RECORDED INFORMATION:
— Begin —

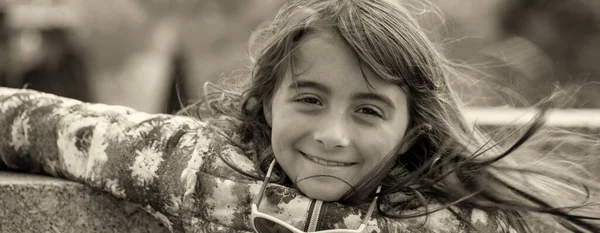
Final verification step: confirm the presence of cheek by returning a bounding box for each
[358,131,403,168]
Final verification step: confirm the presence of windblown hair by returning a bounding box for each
[182,0,600,232]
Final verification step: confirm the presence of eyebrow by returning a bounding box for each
[288,80,396,110]
[288,80,331,95]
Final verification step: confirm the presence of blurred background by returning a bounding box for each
[0,0,600,113]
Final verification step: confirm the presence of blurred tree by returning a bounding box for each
[501,0,600,108]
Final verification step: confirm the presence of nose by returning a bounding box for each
[313,109,350,150]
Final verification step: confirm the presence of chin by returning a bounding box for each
[297,181,350,201]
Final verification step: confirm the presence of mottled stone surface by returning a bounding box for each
[0,172,168,233]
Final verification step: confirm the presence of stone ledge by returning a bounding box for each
[0,172,168,233]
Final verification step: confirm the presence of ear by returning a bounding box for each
[398,140,415,154]
[263,102,273,126]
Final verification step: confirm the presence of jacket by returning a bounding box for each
[0,87,510,233]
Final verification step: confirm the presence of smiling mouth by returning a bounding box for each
[300,151,356,167]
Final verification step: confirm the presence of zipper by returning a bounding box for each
[305,200,323,232]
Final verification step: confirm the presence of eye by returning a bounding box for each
[296,96,322,105]
[358,107,383,118]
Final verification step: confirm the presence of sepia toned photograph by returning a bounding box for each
[0,0,600,233]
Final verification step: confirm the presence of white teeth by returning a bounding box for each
[302,153,352,167]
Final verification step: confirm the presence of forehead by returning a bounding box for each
[288,31,404,95]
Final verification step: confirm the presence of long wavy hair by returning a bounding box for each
[181,0,600,232]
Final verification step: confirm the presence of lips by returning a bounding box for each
[300,151,356,167]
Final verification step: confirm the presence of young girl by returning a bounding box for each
[0,0,600,233]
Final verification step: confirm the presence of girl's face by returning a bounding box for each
[266,32,409,201]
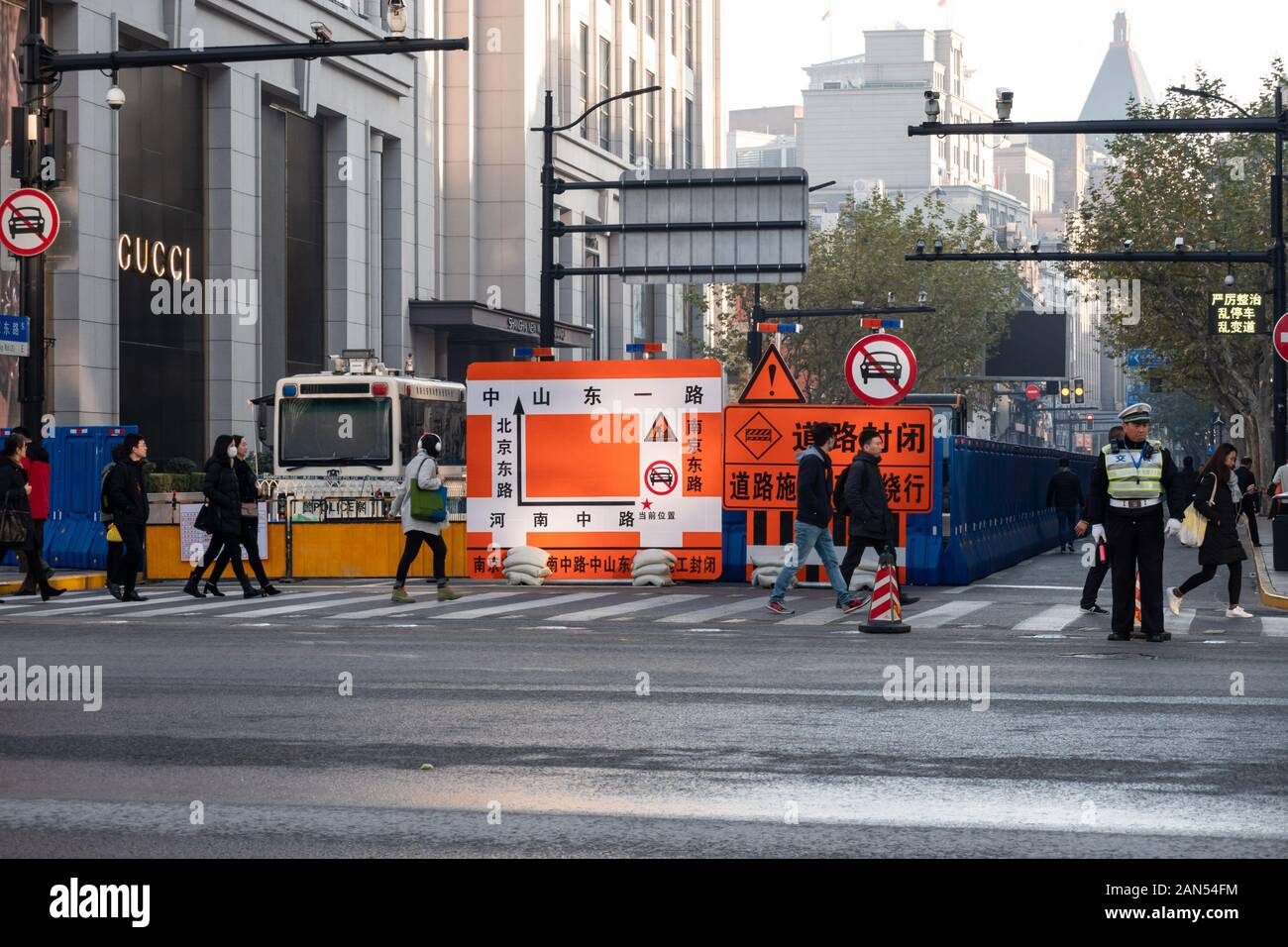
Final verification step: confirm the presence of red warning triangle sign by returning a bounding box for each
[738,343,805,404]
[644,414,680,441]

— End —

WORK INSTRUCTIONS:
Copy all of the material above word for word, leaving out the pictures.

RESPONSE BELOW:
Final verification step: confirm the presence of cheek by returning a bounding box for each
[358,131,403,168]
Final verification step: confirm the presence of windblown hair by returning a bounding box for each
[182,0,600,232]
Final verification step: confirm the presence of eyebrow by returning a bounding box for each
[288,80,396,110]
[288,80,331,95]
Final verification step: confirm the presence of blurred background by returning a bounding box for each
[0,0,600,113]
Final verification step: confirm the presence of blurred tree by returning a bounding box for each
[501,0,600,108]
Final verification step: confirm the presence of nose by returning a bounding box for each
[313,109,350,150]
Final verification step: confirm the presence of chin by returning a bounding box for each
[297,181,350,201]
Final verification step: confirm the presence of mottled stone surface by returning a bounding box for each
[0,172,168,233]
Final verification step: confirm the presence of stone ledge by returning a bounding box for each
[0,172,168,233]
Final verification step: confirm the presence of ear by returning a bounding box for each
[398,140,415,154]
[263,102,273,126]
Final verification step: confirm the presence of jacket by returning a bounding box for each
[0,87,510,233]
Final verification step: confirm the presence of smiling mouth by returning a bounding box for each
[300,151,356,167]
Final verification step: confirm the presence of zipper by returning a bounding box for each
[305,200,323,232]
Final verification step: confirm the presence of eye by returning a bounding box for each
[296,96,322,105]
[358,107,383,118]
Final verification step: confirm the presence of sepia toned photograph by returning a bounding box for each
[0,0,600,233]
Final verification step: confirm the presence of white teeth by returning a bounding box for each
[302,153,352,167]
Final verification step: confirm the presence of forehead by returning a bounding box for each
[288,31,404,95]
Final verification step: confirm the presence of long wavy hair by returning a bounding box for each
[181,0,600,232]
Final verification step: confirm the presence of lips by returning a bounding box for each
[300,151,356,167]
Final verification step: confirm the presence of young girl by returning a bounding box for each
[0,0,600,233]
Final verification step: confirm the presence of girl's face by returning a bounding box for each
[266,32,409,201]
Final verification step: confirm the presence of red warning triangle sign by returning a bounding box for each
[738,343,805,404]
[644,414,680,441]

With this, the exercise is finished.